===== Data for the task =====

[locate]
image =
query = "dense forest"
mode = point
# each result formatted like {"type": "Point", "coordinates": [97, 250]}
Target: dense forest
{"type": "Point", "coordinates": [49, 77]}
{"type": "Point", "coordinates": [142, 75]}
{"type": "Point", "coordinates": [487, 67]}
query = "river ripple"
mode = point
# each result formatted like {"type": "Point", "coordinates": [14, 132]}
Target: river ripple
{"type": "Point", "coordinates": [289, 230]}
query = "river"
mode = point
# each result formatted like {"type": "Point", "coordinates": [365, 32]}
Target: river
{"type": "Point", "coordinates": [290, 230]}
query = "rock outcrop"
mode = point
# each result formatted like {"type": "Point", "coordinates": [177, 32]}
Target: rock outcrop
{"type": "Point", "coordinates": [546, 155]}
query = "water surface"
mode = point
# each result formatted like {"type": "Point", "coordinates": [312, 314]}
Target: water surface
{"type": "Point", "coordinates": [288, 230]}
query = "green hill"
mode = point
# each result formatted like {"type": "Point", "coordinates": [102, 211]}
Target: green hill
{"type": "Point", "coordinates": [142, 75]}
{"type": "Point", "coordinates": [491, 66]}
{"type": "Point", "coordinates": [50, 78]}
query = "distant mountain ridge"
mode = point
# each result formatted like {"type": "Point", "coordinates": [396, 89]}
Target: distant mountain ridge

=====

From the records above, pull every line that has the string "ridge" and copy it.

query = "distant mountain ridge"
Target: distant mountain ridge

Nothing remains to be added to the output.